### GOAL
Reproduce the lines below without changing anything.
━━━━━━━━━━━━━━━━
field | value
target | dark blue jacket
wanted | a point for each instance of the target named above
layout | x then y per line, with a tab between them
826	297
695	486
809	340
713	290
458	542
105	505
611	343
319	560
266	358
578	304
━━━━━━━━━━━━━━━━
### CORRECT RESULT
field | value
target | dark blue jacket
wanted | a point for each instance of the target named above
layout | x then y per line, with a tab between them
826	297
695	486
809	340
713	290
458	542
105	505
611	343
319	560
266	358
578	304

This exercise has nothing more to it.